### Set problem:
Rewrite the lines below as a Markdown table with two columns, Row and Line, numbering each row and skipping any blank lines. Leave the pictures out.

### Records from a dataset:
>> begin
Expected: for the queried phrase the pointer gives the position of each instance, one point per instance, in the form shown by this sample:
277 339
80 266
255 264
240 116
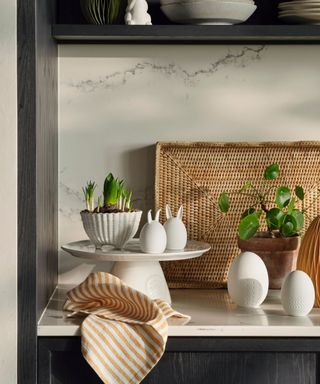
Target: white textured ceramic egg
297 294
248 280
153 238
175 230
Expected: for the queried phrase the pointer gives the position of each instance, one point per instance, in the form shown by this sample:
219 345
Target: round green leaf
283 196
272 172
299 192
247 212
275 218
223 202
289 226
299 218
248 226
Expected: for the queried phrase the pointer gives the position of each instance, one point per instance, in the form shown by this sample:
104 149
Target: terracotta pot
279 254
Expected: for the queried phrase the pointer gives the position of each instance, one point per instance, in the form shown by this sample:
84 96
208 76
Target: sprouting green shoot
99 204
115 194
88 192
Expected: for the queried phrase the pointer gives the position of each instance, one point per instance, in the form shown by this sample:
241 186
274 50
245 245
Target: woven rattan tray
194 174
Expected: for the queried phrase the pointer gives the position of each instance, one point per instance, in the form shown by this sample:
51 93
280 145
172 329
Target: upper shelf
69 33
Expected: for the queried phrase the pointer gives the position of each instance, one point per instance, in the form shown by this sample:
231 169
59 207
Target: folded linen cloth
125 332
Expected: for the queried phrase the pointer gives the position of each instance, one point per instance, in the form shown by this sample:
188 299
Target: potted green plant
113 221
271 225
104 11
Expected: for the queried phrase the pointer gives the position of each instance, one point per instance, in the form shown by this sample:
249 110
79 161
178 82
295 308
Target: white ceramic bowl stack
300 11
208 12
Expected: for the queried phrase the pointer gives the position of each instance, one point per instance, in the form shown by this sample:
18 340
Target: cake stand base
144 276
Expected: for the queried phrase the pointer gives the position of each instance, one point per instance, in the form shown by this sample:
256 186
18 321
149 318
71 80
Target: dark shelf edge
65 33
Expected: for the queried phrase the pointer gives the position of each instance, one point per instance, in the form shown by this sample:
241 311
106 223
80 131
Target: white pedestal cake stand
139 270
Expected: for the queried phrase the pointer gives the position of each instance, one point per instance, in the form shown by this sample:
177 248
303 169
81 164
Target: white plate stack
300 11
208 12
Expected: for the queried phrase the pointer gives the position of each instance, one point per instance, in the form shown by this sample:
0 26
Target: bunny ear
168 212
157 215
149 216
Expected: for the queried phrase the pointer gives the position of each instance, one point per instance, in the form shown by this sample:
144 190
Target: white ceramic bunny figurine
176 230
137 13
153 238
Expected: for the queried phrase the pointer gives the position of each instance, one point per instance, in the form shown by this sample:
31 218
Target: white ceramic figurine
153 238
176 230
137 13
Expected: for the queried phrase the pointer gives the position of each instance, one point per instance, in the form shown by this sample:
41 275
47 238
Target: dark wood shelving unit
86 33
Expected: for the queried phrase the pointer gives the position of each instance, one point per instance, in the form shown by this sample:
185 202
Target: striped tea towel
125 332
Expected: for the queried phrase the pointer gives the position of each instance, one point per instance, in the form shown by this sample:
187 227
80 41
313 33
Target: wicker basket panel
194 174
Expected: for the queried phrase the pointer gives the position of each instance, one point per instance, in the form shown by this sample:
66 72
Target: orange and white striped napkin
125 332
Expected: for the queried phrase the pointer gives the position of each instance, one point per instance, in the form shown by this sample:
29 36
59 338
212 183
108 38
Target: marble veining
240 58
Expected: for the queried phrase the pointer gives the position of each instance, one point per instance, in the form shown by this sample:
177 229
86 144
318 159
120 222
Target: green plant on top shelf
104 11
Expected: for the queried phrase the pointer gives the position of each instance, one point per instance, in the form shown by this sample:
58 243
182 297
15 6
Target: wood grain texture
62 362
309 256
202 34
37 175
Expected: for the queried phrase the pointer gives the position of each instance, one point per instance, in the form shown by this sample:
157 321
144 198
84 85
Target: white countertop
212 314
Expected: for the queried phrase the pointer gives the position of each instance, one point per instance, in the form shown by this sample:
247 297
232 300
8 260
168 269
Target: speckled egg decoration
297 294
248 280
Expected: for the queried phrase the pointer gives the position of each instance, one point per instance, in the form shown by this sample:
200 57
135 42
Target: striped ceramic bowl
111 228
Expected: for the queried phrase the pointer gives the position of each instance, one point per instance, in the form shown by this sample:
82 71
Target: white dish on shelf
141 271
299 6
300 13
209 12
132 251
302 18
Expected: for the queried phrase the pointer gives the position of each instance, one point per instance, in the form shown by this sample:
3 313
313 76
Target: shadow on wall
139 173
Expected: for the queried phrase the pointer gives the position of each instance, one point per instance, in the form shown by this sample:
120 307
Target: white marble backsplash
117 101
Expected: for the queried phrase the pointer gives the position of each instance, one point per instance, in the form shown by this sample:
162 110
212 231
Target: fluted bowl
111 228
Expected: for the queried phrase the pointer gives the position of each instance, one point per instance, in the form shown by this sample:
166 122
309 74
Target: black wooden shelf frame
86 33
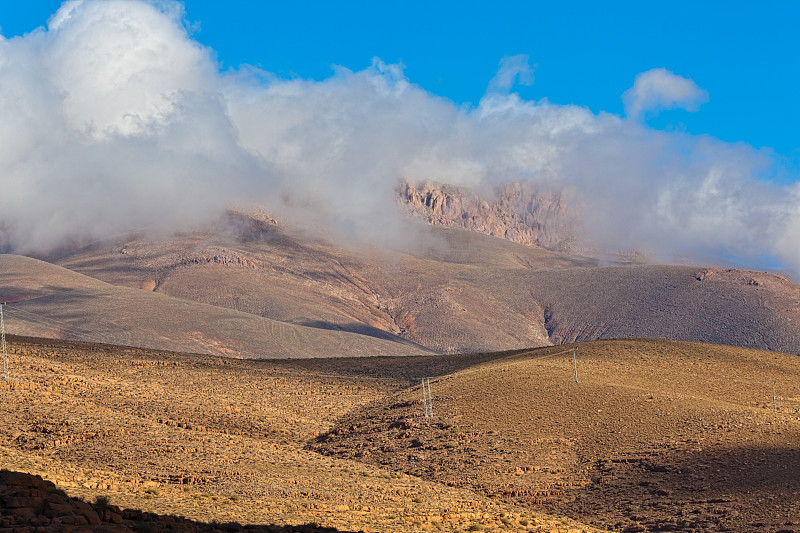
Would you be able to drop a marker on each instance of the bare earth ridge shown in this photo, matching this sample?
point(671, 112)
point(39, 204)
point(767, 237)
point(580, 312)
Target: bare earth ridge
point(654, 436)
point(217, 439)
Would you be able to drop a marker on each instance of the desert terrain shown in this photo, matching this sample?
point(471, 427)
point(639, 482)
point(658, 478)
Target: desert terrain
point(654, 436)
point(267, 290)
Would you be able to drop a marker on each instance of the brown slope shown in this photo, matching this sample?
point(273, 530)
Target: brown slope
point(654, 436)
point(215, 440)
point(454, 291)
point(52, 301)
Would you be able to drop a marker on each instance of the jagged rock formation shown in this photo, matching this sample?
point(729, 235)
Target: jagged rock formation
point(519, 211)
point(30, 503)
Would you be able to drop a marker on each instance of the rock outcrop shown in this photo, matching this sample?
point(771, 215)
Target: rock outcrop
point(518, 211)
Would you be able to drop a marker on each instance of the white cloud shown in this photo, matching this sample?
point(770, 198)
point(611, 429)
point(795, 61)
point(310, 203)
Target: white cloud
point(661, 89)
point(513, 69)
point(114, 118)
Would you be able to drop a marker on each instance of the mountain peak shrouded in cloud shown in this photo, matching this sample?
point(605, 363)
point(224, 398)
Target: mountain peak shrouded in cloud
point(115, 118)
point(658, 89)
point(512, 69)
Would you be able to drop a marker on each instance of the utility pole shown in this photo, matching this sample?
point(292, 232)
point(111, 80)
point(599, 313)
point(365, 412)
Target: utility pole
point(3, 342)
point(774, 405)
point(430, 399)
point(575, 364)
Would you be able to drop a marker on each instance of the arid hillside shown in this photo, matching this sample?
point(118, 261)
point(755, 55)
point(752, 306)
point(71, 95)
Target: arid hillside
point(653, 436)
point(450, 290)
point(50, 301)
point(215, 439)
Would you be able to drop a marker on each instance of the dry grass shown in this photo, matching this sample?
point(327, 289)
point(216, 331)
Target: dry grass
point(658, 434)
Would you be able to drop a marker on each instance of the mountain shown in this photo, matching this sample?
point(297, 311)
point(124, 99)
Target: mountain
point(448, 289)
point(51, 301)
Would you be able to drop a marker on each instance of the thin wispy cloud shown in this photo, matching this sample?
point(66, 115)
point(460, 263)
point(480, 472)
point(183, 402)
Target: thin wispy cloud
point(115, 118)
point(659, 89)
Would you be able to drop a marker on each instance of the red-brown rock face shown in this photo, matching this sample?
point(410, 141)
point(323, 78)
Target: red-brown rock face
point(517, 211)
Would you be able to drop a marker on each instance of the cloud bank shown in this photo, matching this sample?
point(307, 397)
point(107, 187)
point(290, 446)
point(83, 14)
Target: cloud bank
>> end
### Task answer:
| Row | Line |
|---|---|
| 1 | Expected: for the queried phrase the pointer gives the position of each instance, one point per instance, in the form shown by this sample: |
| 2 | 277 339 |
| 3 | 80 266 |
| 4 | 255 264 |
| 5 | 240 116 |
| 6 | Target: white textured ceramic egg |
| 7 | 297 294 |
| 8 | 248 280 |
| 9 | 153 238 |
| 10 | 175 230 |
| 11 | Expected: for the queried phrase the pointer gives the position of each instance, one point per instance, in the form shown by this sample: |
| 12 | 219 345 |
| 13 | Target: round green leaf |
| 14 | 283 196 |
| 15 | 272 172 |
| 16 | 299 192 |
| 17 | 247 212 |
| 18 | 275 218 |
| 19 | 223 202 |
| 20 | 289 226 |
| 21 | 299 218 |
| 22 | 248 226 |
| 23 | Expected: for the queried phrase the pointer gives the position of each instance, one point per instance, in the form shown by this sample: |
| 24 | 104 149 |
| 25 | Target: terracotta pot |
| 26 | 279 254 |
| 27 | Expected: for the queried phrase the pointer gives the position of each instance, one point per instance, in the form shown by this sample: |
| 28 | 84 96 |
| 29 | 208 76 |
| 30 | Target: sprouting green shoot |
| 31 | 99 204 |
| 32 | 115 194 |
| 33 | 88 192 |
| 34 | Expected: for the queried phrase the pointer gives the position of each instance, one point per instance, in the form shown by this sample: |
| 35 | 241 186 |
| 36 | 274 50 |
| 37 | 245 245 |
| 38 | Target: woven rattan tray |
| 39 | 194 174 |
| 40 | Expected: for the queried phrase the pointer gives the position of each instance, one point per instance, in the form shown by this sample: |
| 41 | 51 93 |
| 42 | 280 145 |
| 43 | 172 329 |
| 44 | Target: upper shelf |
| 45 | 69 33 |
| 46 | Expected: for the queried phrase the pointer gives the position of each instance, one point per instance, in the form shown by this sample: |
| 47 | 231 169 |
| 48 | 59 207 |
| 49 | Target: folded linen cloth |
| 50 | 125 332 |
| 51 | Expected: for the queried phrase the pointer gives the position of each instance, one point per instance, in the form shown by this sample: |
| 52 | 188 299 |
| 53 | Target: potted green plant |
| 54 | 113 221 |
| 55 | 271 225 |
| 56 | 104 11 |
| 57 | Expected: for the queried phrase the pointer gives the position of each instance, one point per instance, in the form shown by this sample: |
| 58 | 249 110 |
| 59 | 79 161 |
| 60 | 178 82 |
| 61 | 295 308 |
| 62 | Target: white ceramic bowl stack |
| 63 | 300 11 |
| 64 | 208 12 |
| 65 | Expected: for the queried phrase the pointer gives the position of each instance, one point per instance, in the form shown by this sample: |
| 66 | 18 340 |
| 67 | Target: cake stand base |
| 68 | 144 276 |
| 69 | Expected: for the queried phrase the pointer gives the position of each instance, one point per instance, in the form shown by this sample: |
| 70 | 256 186 |
| 71 | 18 321 |
| 72 | 149 318 |
| 73 | 71 80 |
| 74 | Target: dark shelf edge |
| 75 | 65 33 |
| 76 | Expected: for the queried phrase the pointer gives the position of each instance, one point per instance, in the form shown by this sample: |
| 77 | 241 311 |
| 78 | 106 223 |
| 79 | 80 131 |
| 80 | Target: white pedestal cake stand |
| 81 | 139 270 |
| 82 | Expected: for the queried phrase the pointer gives the position of each instance, one point per instance, in the form shown by this sample: |
| 83 | 177 248 |
| 84 | 303 169 |
| 85 | 81 164 |
| 86 | Target: white plate stack |
| 87 | 300 11 |
| 88 | 208 12 |
| 89 | Expected: for the queried phrase the pointer gives the position of each instance, one point per instance, in the form shown by this sample: |
| 90 | 0 26 |
| 91 | Target: bunny ear |
| 92 | 168 212 |
| 93 | 157 215 |
| 94 | 149 216 |
| 95 | Expected: for the queried phrase the pointer gives the position of each instance, one point per instance, in the form shown by this sample: |
| 96 | 144 190 |
| 97 | Target: white ceramic bunny figurine |
| 98 | 176 230 |
| 99 | 137 13 |
| 100 | 153 238 |
| 101 | Expected: for the queried phrase the pointer gives the position of each instance, one point per instance, in the form shown by this sample: |
| 102 | 31 218 |
| 103 | Target: white ceramic figurine |
| 104 | 153 238 |
| 105 | 176 230 |
| 106 | 137 13 |
| 107 | Expected: for the queried phrase the pointer gives the position of each instance, one point per instance, in the form shown by this sample: |
| 108 | 41 275 |
| 109 | 47 238 |
| 110 | Target: dark wood shelving unit |
| 111 | 86 33 |
| 112 | Expected: for the queried phrase the pointer gives the position of each instance, one point per instance, in the form shown by this sample: |
| 113 | 185 202 |
| 114 | Target: striped tea towel |
| 115 | 125 332 |
| 116 | Expected: for the queried phrase the pointer gives the position of each instance, one point per instance, in the form shown by this sample: |
| 117 | 187 227 |
| 118 | 80 41 |
| 119 | 313 33 |
| 120 | Target: wicker basket panel |
| 121 | 194 174 |
| 122 | Expected: for the queried phrase the pointer gives the position of each instance, one point per instance, in the form shown by this sample: |
| 123 | 66 72 |
| 124 | Target: orange and white striped napkin |
| 125 | 125 332 |
| 126 | Expected: for the queried phrase the pointer gives the position of each instance, one point per instance, in the form shown by this sample: |
| 127 | 29 36 |
| 128 | 59 338 |
| 129 | 212 183 |
| 130 | 108 38 |
| 131 | Target: marble veining |
| 132 | 240 58 |
| 133 | Expected: for the queried phrase the pointer gives the position of each instance, one point per instance, in the form shown by this sample: |
| 134 | 177 229 |
| 135 | 86 144 |
| 136 | 318 159 |
| 137 | 120 222 |
| 138 | Target: green plant on top shelf |
| 139 | 104 11 |
| 140 | Expected: for the queried phrase the pointer gives the position of each instance, one point per instance, in the form shown by this sample: |
| 141 | 58 243 |
| 142 | 182 297 |
| 143 | 15 6 |
| 144 | Target: wood grain texture |
| 145 | 62 362 |
| 146 | 309 256 |
| 147 | 202 34 |
| 148 | 37 175 |
| 149 | Expected: for the queried phrase the pointer gives the position of each instance, one point per instance, in the form shown by this sample: |
| 150 | 157 321 |
| 151 | 144 198 |
| 152 | 84 85 |
| 153 | Target: white countertop |
| 154 | 212 314 |
| 155 | Expected: for the queried phrase the pointer gives the position of each instance, one point per instance, in the form shown by this sample: |
| 156 | 247 297 |
| 157 | 232 300 |
| 158 | 8 260 |
| 159 | 168 269 |
| 160 | Target: speckled egg decoration |
| 161 | 297 294 |
| 162 | 248 280 |
| 163 | Expected: for the queried phrase the pointer gives the position of each instance, one point per instance, in the form shown by this sample: |
| 164 | 200 57 |
| 165 | 135 42 |
| 166 | Target: striped ceramic bowl |
| 167 | 111 228 |
| 168 | Expected: for the queried phrase the pointer gives the position of each instance, one point per instance, in the form shown by this sample: |
| 169 | 82 71 |
| 170 | Target: white dish on shelf |
| 171 | 141 271 |
| 172 | 299 6 |
| 173 | 300 13 |
| 174 | 209 12 |
| 175 | 132 251 |
| 176 | 302 18 |
| 177 | Expected: for the queried phrase the pointer gives the position of each instance, one point per instance, in the form shown by this sample: |
| 178 | 3 313 |
| 179 | 313 76 |
| 180 | Target: shadow on wall |
| 181 | 139 173 |
| 182 | Expected: for the queried phrase the pointer gives the position of each instance, one point per instance, in the form shown by this sample: |
| 183 | 120 307 |
| 184 | Target: white marble backsplash |
| 185 | 117 101 |
| 186 | Expected: for the queried phrase the pointer gives the position of each instance, one point per instance, in the form shown by this sample: |
| 187 | 162 110 |
| 188 | 212 231 |
| 189 | Target: fluted bowl |
| 190 | 111 228 |
| 191 | Expected: for the queried phrase the pointer gives the position of each instance, one point per instance, in the form shown by this sample: |
| 192 | 166 122 |
| 193 | 309 74 |
| 194 | Target: black wooden shelf frame |
| 195 | 86 33 |
| 196 | Would you be able to drop a marker on each instance of the bare earth ridge shown in this photo, matching this sample? |
| 197 | point(671, 112) |
| 198 | point(39, 204) |
| 199 | point(767, 237) |
| 200 | point(580, 312) |
| 201 | Target: bare earth ridge |
| 202 | point(654, 436) |
| 203 | point(217, 439) |
| 204 | Would you be able to drop a marker on each instance of the desert terrain shown in this photo, matching this sample? |
| 205 | point(471, 427) |
| 206 | point(639, 482) |
| 207 | point(658, 478) |
| 208 | Target: desert terrain |
| 209 | point(654, 436) |
| 210 | point(267, 290) |
| 211 | Would you be able to drop a marker on each instance of the brown slope shown in this photo, matching this sample? |
| 212 | point(273, 530) |
| 213 | Target: brown slope |
| 214 | point(654, 436) |
| 215 | point(215, 440) |
| 216 | point(454, 291) |
| 217 | point(52, 301) |
| 218 | Would you be able to drop a marker on each instance of the jagged rock formation shown in this photo, matching this sample? |
| 219 | point(729, 235) |
| 220 | Target: jagged rock formation |
| 221 | point(519, 211) |
| 222 | point(30, 503) |
| 223 | Would you be able to drop a marker on each instance of the rock outcrop shown in this photo, matching this sample? |
| 224 | point(771, 215) |
| 225 | Target: rock outcrop |
| 226 | point(518, 211) |
| 227 | Would you be able to drop a marker on each instance of the white cloud shown in this photo, matching this sample? |
| 228 | point(770, 198) |
| 229 | point(611, 429) |
| 230 | point(795, 61) |
| 231 | point(310, 203) |
| 232 | Target: white cloud |
| 233 | point(661, 89) |
| 234 | point(513, 69) |
| 235 | point(114, 118) |
| 236 | Would you be able to drop a marker on each instance of the mountain peak shrouded in cloud shown in this photo, matching this sample? |
| 237 | point(605, 363) |
| 238 | point(224, 398) |
| 239 | Target: mountain peak shrouded in cloud |
| 240 | point(115, 118) |
| 241 | point(658, 89) |
| 242 | point(512, 69) |
| 243 | Would you be able to drop a marker on each instance of the utility pole shown in this photo, matching this sample? |
| 244 | point(292, 232) |
| 245 | point(111, 80) |
| 246 | point(599, 313) |
| 247 | point(365, 412) |
| 248 | Target: utility pole |
| 249 | point(3, 342) |
| 250 | point(774, 405) |
| 251 | point(430, 399) |
| 252 | point(575, 364) |
| 253 | Would you be able to drop a marker on each instance of the arid hillside shown in this photo, matching this sample? |
| 254 | point(118, 261) |
| 255 | point(755, 55) |
| 256 | point(752, 306) |
| 257 | point(71, 95) |
| 258 | Target: arid hillside |
| 259 | point(653, 436) |
| 260 | point(450, 290) |
| 261 | point(50, 301) |
| 262 | point(215, 439) |
| 263 | Would you be able to drop a marker on each instance of the dry grass shown in this photo, matching this sample? |
| 264 | point(327, 289) |
| 265 | point(216, 331) |
| 266 | Target: dry grass |
| 267 | point(658, 434) |
| 268 | Would you be able to drop a marker on each instance of the mountain shown in this photo, matching this sample? |
| 269 | point(297, 311) |
| 270 | point(124, 99) |
| 271 | Target: mountain |
| 272 | point(448, 289) |
| 273 | point(51, 301) |
| 274 | Would you be able to drop a marker on each instance of the thin wispy cloud shown in this photo, matching this sample? |
| 275 | point(66, 115) |
| 276 | point(460, 263) |
| 277 | point(480, 472) |
| 278 | point(183, 402) |
| 279 | Target: thin wispy cloud |
| 280 | point(115, 118) |
| 281 | point(659, 89) |
| 282 | Would you be able to drop a marker on each instance of the red-brown rock face shown in this photo, matching this sample? |
| 283 | point(410, 141) |
| 284 | point(323, 78) |
| 285 | Target: red-brown rock face |
| 286 | point(517, 211) |
| 287 | Would you be able to drop a marker on each instance of the cloud bank shown in this photo, matching this sample? |
| 288 | point(307, 397) |
| 289 | point(107, 187) |
| 290 | point(290, 446) |
| 291 | point(83, 14) |
| 292 | Target: cloud bank |